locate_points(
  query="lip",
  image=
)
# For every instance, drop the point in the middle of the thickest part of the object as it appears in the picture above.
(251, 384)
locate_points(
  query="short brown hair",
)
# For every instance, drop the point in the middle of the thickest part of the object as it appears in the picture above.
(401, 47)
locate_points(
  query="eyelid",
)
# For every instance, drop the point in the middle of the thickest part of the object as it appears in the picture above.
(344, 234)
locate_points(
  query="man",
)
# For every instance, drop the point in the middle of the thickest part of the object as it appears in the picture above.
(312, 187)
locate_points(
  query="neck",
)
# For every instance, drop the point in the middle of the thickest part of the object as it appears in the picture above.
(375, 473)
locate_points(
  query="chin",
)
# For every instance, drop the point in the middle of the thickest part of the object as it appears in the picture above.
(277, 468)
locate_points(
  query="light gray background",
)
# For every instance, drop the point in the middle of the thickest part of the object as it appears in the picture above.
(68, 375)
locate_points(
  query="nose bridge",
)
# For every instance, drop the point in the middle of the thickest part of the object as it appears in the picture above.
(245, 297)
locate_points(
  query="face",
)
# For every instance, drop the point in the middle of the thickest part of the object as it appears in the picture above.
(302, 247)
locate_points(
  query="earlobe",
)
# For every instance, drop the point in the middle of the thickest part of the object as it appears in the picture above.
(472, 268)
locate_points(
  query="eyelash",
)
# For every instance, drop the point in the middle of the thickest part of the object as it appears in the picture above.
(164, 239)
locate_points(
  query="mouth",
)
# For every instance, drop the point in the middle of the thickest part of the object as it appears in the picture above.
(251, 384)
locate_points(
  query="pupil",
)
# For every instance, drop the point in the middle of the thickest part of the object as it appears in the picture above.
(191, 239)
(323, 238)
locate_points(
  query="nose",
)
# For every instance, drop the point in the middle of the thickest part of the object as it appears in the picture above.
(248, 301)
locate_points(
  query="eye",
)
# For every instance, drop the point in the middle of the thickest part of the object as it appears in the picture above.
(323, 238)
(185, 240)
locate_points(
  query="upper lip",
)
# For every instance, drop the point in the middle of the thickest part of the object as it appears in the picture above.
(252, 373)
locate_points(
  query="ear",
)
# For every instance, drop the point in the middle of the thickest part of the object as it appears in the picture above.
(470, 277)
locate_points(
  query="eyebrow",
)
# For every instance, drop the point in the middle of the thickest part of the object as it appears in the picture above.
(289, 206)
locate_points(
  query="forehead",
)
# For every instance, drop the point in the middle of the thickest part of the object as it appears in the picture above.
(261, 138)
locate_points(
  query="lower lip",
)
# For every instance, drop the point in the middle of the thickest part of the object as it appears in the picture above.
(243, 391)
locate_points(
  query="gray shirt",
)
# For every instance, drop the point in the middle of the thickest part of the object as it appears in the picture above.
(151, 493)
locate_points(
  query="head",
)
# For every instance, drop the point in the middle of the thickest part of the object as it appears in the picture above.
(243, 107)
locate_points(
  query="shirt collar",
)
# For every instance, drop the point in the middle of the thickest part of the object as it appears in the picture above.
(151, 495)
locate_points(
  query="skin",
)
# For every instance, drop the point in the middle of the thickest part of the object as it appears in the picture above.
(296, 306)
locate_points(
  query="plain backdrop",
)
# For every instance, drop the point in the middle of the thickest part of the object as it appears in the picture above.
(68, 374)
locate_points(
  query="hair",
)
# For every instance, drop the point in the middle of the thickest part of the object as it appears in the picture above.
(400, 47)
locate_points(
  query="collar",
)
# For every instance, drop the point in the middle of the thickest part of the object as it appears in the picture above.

######

Given request: Write out all the data again, exactly as it appears.

Result of the exercise:
locate_points(
  query="lip",
  image=
)
# For every instance, drop the point in the middle of the thickest part of the object as it appears in the picture above.
(251, 384)
locate_points(
  query="short brown hair",
)
# For every instance, drop the point in the middle of the thickest part of the object as it appears in the picture above.
(401, 47)
locate_points(
  query="eyelid",
)
# For every instance, drop the point in the middle of the thickest part of the object as it appears in the picture above.
(344, 234)
locate_points(
  query="man",
)
# For every instance, drop the point in the middle of the thickest part of the object as it appears in the picture above.
(312, 187)
locate_points(
  query="neck",
)
# For every instance, drop the point in the middle of the thickest part of the object as it appears in the picture above.
(375, 473)
locate_points(
  query="chin",
)
# For every instance, drop the point in the middle of the thickest part of the object as it appears in the picture above.
(277, 468)
locate_points(
  query="light gray background",
)
# For every instance, drop the point in the middle of the thickest part of the object as it appears in the picture above.
(68, 375)
locate_points(
  query="nose bridge",
)
# For every instance, drop the point in the middle of the thickest part of the object as it appears in the picture above.
(245, 297)
locate_points(
  query="face",
)
# For every instance, drop the point in the middle of the thickest part of the object as it appears in the picture above.
(302, 247)
locate_points(
  query="earlobe",
)
# For every instance, drop the point in the middle of the thickest part of the object as it appears in the picture above.
(472, 268)
locate_points(
  query="eyelash",
)
# For every instance, drop the point in the middle of the thickest part of the object as it appears in the picture above.
(164, 239)
locate_points(
  query="mouth",
)
# For every instance, drop the point in the middle of the thickest part of the object as it appears in the picture above.
(251, 384)
locate_points(
  query="pupil",
)
# For every instance, drop the point in the middle of the thickest part of the object as it appears in the picture above.
(191, 239)
(323, 238)
locate_points(
  query="nose",
)
# For every instance, drop the point in the middle of the thickest part of the object as it appears in the picture above.
(248, 301)
locate_points(
  query="eye",
)
# For every instance, drop the point in the middle of the thickest part of the object as it appears in the picture above.
(323, 238)
(185, 240)
locate_points(
  query="upper lip",
)
# For every instance, drop the point in the middle of the thickest part of the object as it appears in the picture above.
(252, 373)
locate_points(
  query="ear",
)
# For every instance, drop the point in the middle of the thickest part of the object as it appears in the picture above.
(470, 277)
locate_points(
  query="eyebrow",
)
# For every instance, drop the point in the middle of the thickest part of the object as it appears in the picture above.
(289, 206)
locate_points(
  query="forehead",
)
# For every instance, drop the point in the middle of the thickest part of the object as it appears in the picture above.
(261, 138)
locate_points(
  query="lower lip",
)
# For every instance, drop the point in the middle of the thickest part of the object as it appears in the picture above.
(243, 391)
locate_points(
  query="gray shirt",
)
# For every instance, drop the point in the middle of the thickest part of the object as it appears in the picture above.
(151, 493)
locate_points(
  query="head",
)
# For every instance, drop the point in the middle of the thickest part of the object as it appears in the picture above.
(243, 107)
locate_points(
  query="shirt collar",
)
# For every instance, drop the point in the middle of the thickest part of the object as it appears in the picture above.
(151, 495)
locate_points(
  query="skin",
)
# For every instance, drop the point in the middle of the thickest part of the object as it appears in the picture above.
(296, 306)
locate_points(
  query="plain backdrop",
)
# For every instance, drop the point in the middle of the thickest part of the object as it appears in the picture above.
(68, 374)
locate_points(
  query="hair",
)
# For every instance, drop the point in the middle of the thickest part of the object as it appears in the picture above.
(400, 47)
locate_points(
  query="collar",
)
# For every instance, drop the point in the middle of the thickest part of the object as it appears in the picture above.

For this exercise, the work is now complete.